▼
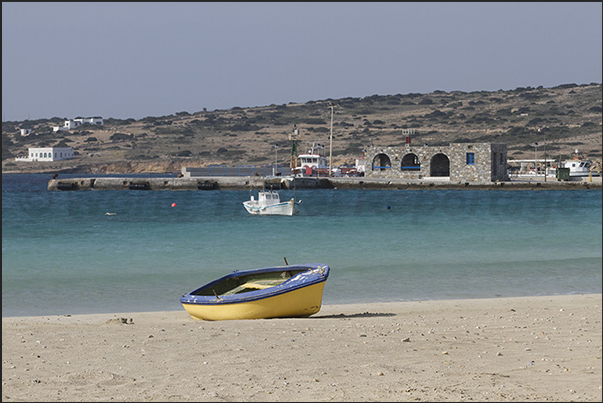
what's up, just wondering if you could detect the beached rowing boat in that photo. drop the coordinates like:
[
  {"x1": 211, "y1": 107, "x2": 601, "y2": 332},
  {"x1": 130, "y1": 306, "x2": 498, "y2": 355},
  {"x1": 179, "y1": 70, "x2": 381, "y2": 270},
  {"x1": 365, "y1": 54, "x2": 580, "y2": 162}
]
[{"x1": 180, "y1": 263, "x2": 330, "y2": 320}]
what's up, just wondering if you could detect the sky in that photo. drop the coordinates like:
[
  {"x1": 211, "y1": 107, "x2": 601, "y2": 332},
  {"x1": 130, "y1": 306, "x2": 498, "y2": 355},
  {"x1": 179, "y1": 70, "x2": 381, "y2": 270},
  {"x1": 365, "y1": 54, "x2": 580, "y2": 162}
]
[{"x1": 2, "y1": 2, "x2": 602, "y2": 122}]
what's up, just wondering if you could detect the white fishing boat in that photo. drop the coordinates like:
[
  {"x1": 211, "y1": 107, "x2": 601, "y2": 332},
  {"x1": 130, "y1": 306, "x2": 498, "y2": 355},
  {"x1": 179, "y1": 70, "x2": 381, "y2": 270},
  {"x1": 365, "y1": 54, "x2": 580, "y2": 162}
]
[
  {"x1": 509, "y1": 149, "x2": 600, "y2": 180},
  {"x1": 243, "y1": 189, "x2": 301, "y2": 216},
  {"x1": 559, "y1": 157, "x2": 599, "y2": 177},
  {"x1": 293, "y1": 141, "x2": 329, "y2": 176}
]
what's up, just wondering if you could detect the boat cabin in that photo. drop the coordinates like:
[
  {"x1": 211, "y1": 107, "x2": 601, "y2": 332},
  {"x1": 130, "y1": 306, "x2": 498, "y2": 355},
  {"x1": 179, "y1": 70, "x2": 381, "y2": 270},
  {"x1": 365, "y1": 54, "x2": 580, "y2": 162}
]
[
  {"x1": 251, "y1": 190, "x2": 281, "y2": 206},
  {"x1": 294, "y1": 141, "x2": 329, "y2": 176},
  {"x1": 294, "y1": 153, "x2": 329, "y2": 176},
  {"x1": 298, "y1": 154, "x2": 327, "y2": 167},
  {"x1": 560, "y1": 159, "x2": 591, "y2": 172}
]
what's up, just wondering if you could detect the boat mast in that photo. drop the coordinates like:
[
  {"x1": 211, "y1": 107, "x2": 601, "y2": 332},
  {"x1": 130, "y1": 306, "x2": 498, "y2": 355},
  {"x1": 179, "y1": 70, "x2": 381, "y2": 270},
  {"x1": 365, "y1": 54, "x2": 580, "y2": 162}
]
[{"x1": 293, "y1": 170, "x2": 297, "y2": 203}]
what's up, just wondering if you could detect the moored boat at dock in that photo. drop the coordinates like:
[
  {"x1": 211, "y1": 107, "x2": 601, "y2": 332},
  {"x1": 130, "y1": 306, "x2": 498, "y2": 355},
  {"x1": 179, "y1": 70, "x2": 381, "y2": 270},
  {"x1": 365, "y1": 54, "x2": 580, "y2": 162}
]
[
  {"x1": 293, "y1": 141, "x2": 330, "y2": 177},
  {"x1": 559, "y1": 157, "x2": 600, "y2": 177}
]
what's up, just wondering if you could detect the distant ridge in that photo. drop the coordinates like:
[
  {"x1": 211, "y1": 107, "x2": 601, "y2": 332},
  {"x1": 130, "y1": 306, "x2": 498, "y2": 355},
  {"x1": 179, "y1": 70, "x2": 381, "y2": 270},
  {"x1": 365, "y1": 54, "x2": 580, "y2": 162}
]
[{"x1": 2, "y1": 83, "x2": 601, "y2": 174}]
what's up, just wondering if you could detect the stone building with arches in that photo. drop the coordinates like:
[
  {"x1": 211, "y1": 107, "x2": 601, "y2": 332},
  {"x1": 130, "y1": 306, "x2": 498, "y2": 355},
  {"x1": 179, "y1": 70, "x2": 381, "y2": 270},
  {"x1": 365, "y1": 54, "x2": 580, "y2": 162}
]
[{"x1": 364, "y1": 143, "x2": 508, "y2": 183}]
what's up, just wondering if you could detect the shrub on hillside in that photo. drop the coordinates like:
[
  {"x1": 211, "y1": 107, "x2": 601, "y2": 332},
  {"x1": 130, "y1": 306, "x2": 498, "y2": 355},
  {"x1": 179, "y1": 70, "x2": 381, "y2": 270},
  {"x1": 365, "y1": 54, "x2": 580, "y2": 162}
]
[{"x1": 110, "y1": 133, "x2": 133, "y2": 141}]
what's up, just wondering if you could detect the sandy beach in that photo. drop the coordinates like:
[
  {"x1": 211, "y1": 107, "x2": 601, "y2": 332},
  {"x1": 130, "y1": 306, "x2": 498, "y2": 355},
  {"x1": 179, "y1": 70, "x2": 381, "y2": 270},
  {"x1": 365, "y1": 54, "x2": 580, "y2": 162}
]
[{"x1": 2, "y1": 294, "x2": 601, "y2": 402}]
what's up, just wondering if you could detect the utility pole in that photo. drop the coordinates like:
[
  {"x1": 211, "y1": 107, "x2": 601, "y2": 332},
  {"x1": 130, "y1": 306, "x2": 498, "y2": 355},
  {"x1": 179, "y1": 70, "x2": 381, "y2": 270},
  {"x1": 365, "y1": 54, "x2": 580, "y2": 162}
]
▲
BRIEF. Copy out the data above exactly, except the pictures.

SOLUTION FOR THIS PROBLEM.
what's up, just wondering if you could detect the beached rowing boat in that photo. drop the coordinates like:
[
  {"x1": 211, "y1": 107, "x2": 601, "y2": 332},
  {"x1": 130, "y1": 306, "x2": 498, "y2": 355},
  {"x1": 179, "y1": 70, "x2": 381, "y2": 270},
  {"x1": 365, "y1": 54, "x2": 580, "y2": 162}
]
[{"x1": 180, "y1": 263, "x2": 330, "y2": 320}]
what's up, just wondering if you could detect the sky in that photo. drop the coordinates like:
[
  {"x1": 211, "y1": 107, "x2": 601, "y2": 332},
  {"x1": 130, "y1": 306, "x2": 498, "y2": 355},
  {"x1": 179, "y1": 70, "x2": 381, "y2": 270},
  {"x1": 365, "y1": 54, "x2": 580, "y2": 162}
]
[{"x1": 2, "y1": 2, "x2": 602, "y2": 122}]
what's up, just wondering if you could detect the white fishing boat in that photo. drop the coordinates like:
[
  {"x1": 211, "y1": 107, "x2": 601, "y2": 332},
  {"x1": 130, "y1": 306, "x2": 498, "y2": 355},
  {"x1": 179, "y1": 70, "x2": 381, "y2": 270},
  {"x1": 365, "y1": 54, "x2": 580, "y2": 162}
]
[
  {"x1": 509, "y1": 149, "x2": 600, "y2": 180},
  {"x1": 243, "y1": 189, "x2": 301, "y2": 216},
  {"x1": 559, "y1": 157, "x2": 599, "y2": 177},
  {"x1": 293, "y1": 141, "x2": 329, "y2": 176}
]
what's up, just wondering if you could detect the boat cabin in that photo. drop the coordinates like:
[
  {"x1": 211, "y1": 107, "x2": 601, "y2": 332},
  {"x1": 130, "y1": 306, "x2": 498, "y2": 355},
  {"x1": 179, "y1": 70, "x2": 381, "y2": 270},
  {"x1": 365, "y1": 54, "x2": 580, "y2": 162}
]
[
  {"x1": 251, "y1": 190, "x2": 281, "y2": 206},
  {"x1": 294, "y1": 141, "x2": 329, "y2": 176},
  {"x1": 294, "y1": 153, "x2": 329, "y2": 176},
  {"x1": 298, "y1": 154, "x2": 327, "y2": 167},
  {"x1": 560, "y1": 159, "x2": 591, "y2": 172}
]
what's up, just wondering if you could detect the boat mast in that photo. drop the coordinates like:
[
  {"x1": 211, "y1": 107, "x2": 601, "y2": 332},
  {"x1": 130, "y1": 306, "x2": 498, "y2": 355},
  {"x1": 179, "y1": 70, "x2": 381, "y2": 270},
  {"x1": 365, "y1": 54, "x2": 580, "y2": 162}
]
[{"x1": 293, "y1": 170, "x2": 297, "y2": 203}]
what's up, just wondering if you could detect the moored boat at dock in that photo. drop the coordinates like:
[
  {"x1": 211, "y1": 107, "x2": 601, "y2": 332},
  {"x1": 130, "y1": 306, "x2": 498, "y2": 355},
  {"x1": 179, "y1": 70, "x2": 381, "y2": 270},
  {"x1": 365, "y1": 54, "x2": 580, "y2": 162}
]
[
  {"x1": 293, "y1": 141, "x2": 330, "y2": 177},
  {"x1": 559, "y1": 157, "x2": 600, "y2": 177}
]
what's up, just wondering if you could detect the distant ridge in that photo. drop the coordinates like:
[
  {"x1": 211, "y1": 107, "x2": 601, "y2": 332},
  {"x1": 130, "y1": 306, "x2": 498, "y2": 355},
  {"x1": 179, "y1": 70, "x2": 381, "y2": 270},
  {"x1": 365, "y1": 54, "x2": 580, "y2": 162}
]
[{"x1": 2, "y1": 83, "x2": 601, "y2": 174}]
what's up, just wondering if you could detect the stone building with arches in that photo. drop the coordinates like:
[
  {"x1": 211, "y1": 107, "x2": 601, "y2": 332},
  {"x1": 130, "y1": 306, "x2": 498, "y2": 355},
  {"x1": 179, "y1": 70, "x2": 381, "y2": 270},
  {"x1": 365, "y1": 54, "x2": 580, "y2": 162}
]
[{"x1": 364, "y1": 143, "x2": 508, "y2": 183}]
what's up, just wondering if you could detect the shrub on hillside in that photo. drop the coordinates like:
[
  {"x1": 211, "y1": 107, "x2": 601, "y2": 332},
  {"x1": 130, "y1": 306, "x2": 498, "y2": 355},
  {"x1": 179, "y1": 70, "x2": 381, "y2": 270},
  {"x1": 365, "y1": 54, "x2": 580, "y2": 162}
]
[{"x1": 110, "y1": 133, "x2": 133, "y2": 141}]
what's up, just wondering if you could detect the sandy beach in that photo. drop the coordinates like:
[
  {"x1": 211, "y1": 107, "x2": 601, "y2": 332},
  {"x1": 130, "y1": 306, "x2": 498, "y2": 355},
  {"x1": 179, "y1": 70, "x2": 381, "y2": 270},
  {"x1": 365, "y1": 54, "x2": 580, "y2": 162}
]
[{"x1": 2, "y1": 294, "x2": 601, "y2": 402}]
what's up, just wondering if you could detect the utility pole in that photo. drop the coordinates like:
[
  {"x1": 211, "y1": 107, "x2": 601, "y2": 332},
  {"x1": 130, "y1": 306, "x2": 498, "y2": 355},
  {"x1": 179, "y1": 70, "x2": 381, "y2": 270},
  {"x1": 365, "y1": 54, "x2": 580, "y2": 162}
]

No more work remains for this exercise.